═══ Ausgewählter Textauszug ═══

Wer wollte, konnte und kann das Soundsmith Strain Gauge, das weder nach dem Moving-Magnet-, dem Moving-Iron- noch dem Moving-Coil-Prinzip arbeitet, ja schon in unserer Klangbibliothek hören. Mehr über die Technik des Strain Gauge erfahren Sie hier: eine Begegnung mit einer ganz speziellen Tonabnehmergattung.
Ich war erst versucht, von einer neuen Tonabnehmergattung zu schreiben – wohl wissend dass Soundsmith-Inhaber und -Entwickler Peter Ledermann schon vor über zehn Jahren seinen Strain-Gauge-Tonabnehmer offiziell vorstellte. Dann fiel mir aber wieder ein, dass wir in dem Hifi-Studio, in dem ich als Student einem Nebenjob nachging, schon Anfang der 80-er Jahre einen Plattenspieler der Win Labs in der Vorführung hatten, wenn ich mich recht erinnere einen SDC-10. Das Laufwerk mit dem Acrylglas-Gehäuse war auch mit einem Arm und einem ungewöhnlichen Tonabnehmer von Dr. Sao Win ausgestattet. Viel Informationen dazu gab es vom Vertrieb leider nicht. Der Abtaster war nur mit der dazugehörigen Elektronik zu verwenden. Von dessen Ausgang ging's zum Line-Eingang einer Vorstufe. Ich habe den Win jedoch so gut wie nie für Vorführungen benutzt, da er sich beim Test mit der „dhfi Schallplatte 2 – Hörtest- und Messplatte“ nicht gerade als Abtastwunder erwies, im Gegenteil. Doch dazu später mehr – auch von Peter Ledermann selbst.

═══

Schriftliche Aufgabe 1: Geben Sie aus dem Text über den Strain-Gauge-Tonabnehmer den Abschnitt wörtlich wieder, beginnend mit „Wer wollte, konnte“ und fortlaufend bis einschließlich „ganz speziellen Tonabnehmergattung.“.
Schriftliche Aufgabe 2: Setzen Sie den Text über den Strain-Gauge-Tonabnehmer im Anschluss an seinen letzten Satz fort.

═══ Liste der Zeilen ═══

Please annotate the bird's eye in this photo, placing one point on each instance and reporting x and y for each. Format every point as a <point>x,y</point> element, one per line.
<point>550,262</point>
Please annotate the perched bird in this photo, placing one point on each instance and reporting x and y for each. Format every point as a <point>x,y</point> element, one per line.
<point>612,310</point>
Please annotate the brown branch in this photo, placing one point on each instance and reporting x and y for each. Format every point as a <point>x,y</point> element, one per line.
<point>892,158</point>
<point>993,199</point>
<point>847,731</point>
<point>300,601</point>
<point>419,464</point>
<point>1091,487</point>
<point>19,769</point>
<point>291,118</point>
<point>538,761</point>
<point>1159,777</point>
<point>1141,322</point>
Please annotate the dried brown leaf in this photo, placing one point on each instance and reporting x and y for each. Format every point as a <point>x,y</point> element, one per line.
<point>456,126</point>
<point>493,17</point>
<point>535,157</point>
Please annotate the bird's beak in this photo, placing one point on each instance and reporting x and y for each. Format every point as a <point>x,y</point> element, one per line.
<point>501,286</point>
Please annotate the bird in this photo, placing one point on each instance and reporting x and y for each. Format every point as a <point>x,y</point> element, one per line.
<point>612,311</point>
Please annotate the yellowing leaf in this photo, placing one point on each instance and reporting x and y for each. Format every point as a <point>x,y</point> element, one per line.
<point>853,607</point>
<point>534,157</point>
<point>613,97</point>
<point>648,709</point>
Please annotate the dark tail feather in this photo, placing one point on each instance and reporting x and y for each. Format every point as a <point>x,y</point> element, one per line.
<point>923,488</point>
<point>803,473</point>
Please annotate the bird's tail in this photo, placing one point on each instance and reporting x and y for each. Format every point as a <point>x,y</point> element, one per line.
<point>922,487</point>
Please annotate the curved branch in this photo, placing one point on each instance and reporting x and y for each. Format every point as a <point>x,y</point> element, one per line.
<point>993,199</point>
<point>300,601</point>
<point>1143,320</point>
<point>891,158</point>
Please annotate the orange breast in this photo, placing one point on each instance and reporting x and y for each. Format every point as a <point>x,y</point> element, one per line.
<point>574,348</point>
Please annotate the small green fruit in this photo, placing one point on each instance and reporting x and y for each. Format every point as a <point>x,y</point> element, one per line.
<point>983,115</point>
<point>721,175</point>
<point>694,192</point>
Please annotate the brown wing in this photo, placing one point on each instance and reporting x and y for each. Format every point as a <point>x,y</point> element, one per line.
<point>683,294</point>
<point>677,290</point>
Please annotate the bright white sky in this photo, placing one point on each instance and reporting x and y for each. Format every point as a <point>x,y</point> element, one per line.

═══
═══ Liste der Zeilen ═══

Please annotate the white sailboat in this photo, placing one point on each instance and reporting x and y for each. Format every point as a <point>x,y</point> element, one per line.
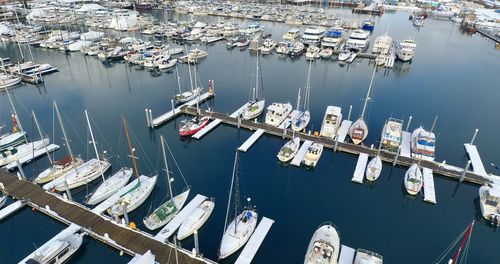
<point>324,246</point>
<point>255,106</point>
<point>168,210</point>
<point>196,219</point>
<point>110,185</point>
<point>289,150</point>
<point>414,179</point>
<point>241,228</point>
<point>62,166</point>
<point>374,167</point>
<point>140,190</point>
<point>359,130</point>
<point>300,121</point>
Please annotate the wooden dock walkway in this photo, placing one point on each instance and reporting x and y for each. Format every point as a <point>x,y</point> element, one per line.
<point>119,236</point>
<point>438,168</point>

═══

Übungsergebnis 1:
Wer wollte, konnte und kann das Soundsmith Strain Gauge, das weder nach dem Moving-Magnet-, dem Moving-Iron- noch dem Moving-Coil-Prinzip arbeitet, ja schon in unserer Klangbibliothek hören. Mehr über die Technik des Strain Gauge erfahren Sie hier: eine Begegnung mit einer ganz speziellen Tonabnehmergattung.

Übungsergebnis 2:
Schlägt man die Übersetzung von „Strain Gauge“ nach, findet man den Begriff „Dehnungsmessstreifen“ oder kurz DMS. Das sind Messeinrichtungen zur Erfassung von Dehnungen und Stauchungen, die durch diese ihren Widerstand ändern. Die Draht-, Folien- oder Halbleiter-DMS werden in Waagen, als Kraft- oder Drehmomentaufnehmer oder für Verformungsmessungen verwendet. In Halbleiter-DMS kommt vorwiegend Silizium zum Einsatz. Bei Peter Ledermanns Tonabnehmer erzeugt die Bewegung des Nadelträgers unterschiedliche Drücke respektive minimale Dehnungen und Stauchungen von zwei Silizium-DMS – einem pro Stereokanal: Dehnung erhöht den Widerstand, durch Stauchung sinkt er. Die sich verändernden Widerstände modulieren die konstanten Gleichströme, die das Versorgungsteil des Strain Gauge, das SG-200, liefert. Das Ergebnis sind zwei variable Spannungen: das Phonosignal. Dieses wird dann im Versorgungsteil nur noch leicht aufbereitet, bevor es an den Cinch-Ausgangsbuchsen bereitgestellt wird. Einen Entzerrervorverstärker benötigt das Strain Gauge nicht, da es als sogenannter Wegaufnehmer und nicht wie MM-, MI- und MC-Systeme als Schnelleaufnehmer arbeitet.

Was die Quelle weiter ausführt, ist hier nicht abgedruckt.